[Supplied text]
++++++++++

It’s common for databases to use specific characters or numbers to represent missing or unknown data e.g. N/A
, Nil
, 01/01/1100
, 111111
etc. These pseudo-missing values will need to be re-coded to one of the two recognised by record_group()
- NA
or an empty string (""
). If this is not done, the function will assume the pseudo-missing values are valid values and therefore group them together. This can cause a continuous cascade of false matches as seen below.
patient_list_2$forename <- ifelse(patient_list_2$rd_id %in% 1:3, "Nil", patient_list_2$forename)
# 2 stage linkage
# Stage 1 - forename
# Stage 2 - surname
patient_list_2$pids_b <- record_group(patient_list_2, criteria = c(forename, surname),
display = FALSE, to_s4 =TRUE)
#> Record grouping complete - 2 record(s) assigned a group unique ID.
patient_list_2[c("forename","surname","pids_b")]
#> # A tibble: 5 x 3
#> forename surname pids_b
#> <chr> <chr> <pid>
#> 1 Nil Jefferson P-1 (CRI 01)
#> 2 Nil Jefferson P-1 (CRI 01)
#> 3 Nil Abdul P-1 (CRI 01)
#> 4 Tomi Abdulkareem P-4 (No Hit)
#> 5 <NA> <NA> P-5 (No Hit)
In the example above, records 1-3 are assigned a single group ID even though record 3 is clearly a different individual. This issue can be addressed by recoding "Nil"
to NA
or ""
.

++++++++++

[Collected data]
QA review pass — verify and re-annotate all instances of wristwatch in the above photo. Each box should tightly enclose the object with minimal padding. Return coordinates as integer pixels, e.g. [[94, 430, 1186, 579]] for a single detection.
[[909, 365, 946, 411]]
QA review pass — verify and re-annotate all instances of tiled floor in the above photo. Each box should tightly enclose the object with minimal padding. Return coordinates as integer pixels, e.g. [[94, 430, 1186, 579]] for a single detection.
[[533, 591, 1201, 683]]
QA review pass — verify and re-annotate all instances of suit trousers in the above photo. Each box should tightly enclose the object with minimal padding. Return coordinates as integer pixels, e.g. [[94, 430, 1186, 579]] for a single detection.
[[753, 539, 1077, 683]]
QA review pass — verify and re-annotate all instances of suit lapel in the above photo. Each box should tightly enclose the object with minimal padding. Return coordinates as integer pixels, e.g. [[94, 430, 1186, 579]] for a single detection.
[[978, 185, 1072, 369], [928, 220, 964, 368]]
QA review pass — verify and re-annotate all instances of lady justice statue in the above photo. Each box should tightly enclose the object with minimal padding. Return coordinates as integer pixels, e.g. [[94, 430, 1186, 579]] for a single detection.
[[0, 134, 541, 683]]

++++++++++

[List of tasks]
(A) From the passage on pseudo-missing values, transcribe the portion that begins at the words "It’s common for" and stops after the words "as seen below.".
(B) According to the passage on pseudo-missing values, which two missing-value forms does record_group() recognize?
(C) Resume the passage on pseudo-missing values after its last sentence.

[Answers by task]
(A)
It’s common for databases to use specific characters or numbers to represent missing or unknown data e.g. N/A
, Nil
, 01/01/1100
, 111111
etc. These pseudo-missing values will need to be re-coded to one of the two recognised by record_group()
- NA
or an empty string (""
). If this is not done, the function will assume the pseudo-missing values are valid values and therefore group them together. This can cause a continuous cascade of false matches as seen below.

(B) NA or an empty string ("").

(C)
# Using NA as the proxy for missing value
patient_list_2 <- mutate(patient_list_2,forename = ifelse(forename=="Nil",NA,forename))
patient_list_2$pids_d <- record_group(patient_list_2, rd_id, c(forename, surname),
display = FALSE, to_s4 = TRUE)
#> Record grouping complete - 3 record(s) assigned a group unique ID.
# Using "" as the proxy for missing value
patient_list_2 <- mutate(patient_list_2,forename = ifelse(is.na(forename),"",forename))
patient_list_2$pids_e <- record_group(patient_list_2, rd_id, c(forename, surname),
display = FALSE, to_s4 = TRUE)
#> Record grouping complete - 3 record(s) assigned a group unique ID.
patient_list_2[c("forename","surname","pids_d","pids_e")]
#> # A tibble: 5 x 4
#> forename surname pids_d pids_e
#> <chr> <chr> <pid> <pid>
#> 1 "" Jefferson P-1 (CRI 02) P-1 (CRI 02)
#> 2 "" Jefferson P-1 (CRI 02) P-1 (CRI 02)
#> 3 "" Abdul P-3 (No Hit) P-3 (No Hit)
#> 4 Tomi Abdulkareem P-4 (No Hit) P-4 (No Hit)
#> 5 "" <NA> P-5 (No Hit) P-5 (No Hit)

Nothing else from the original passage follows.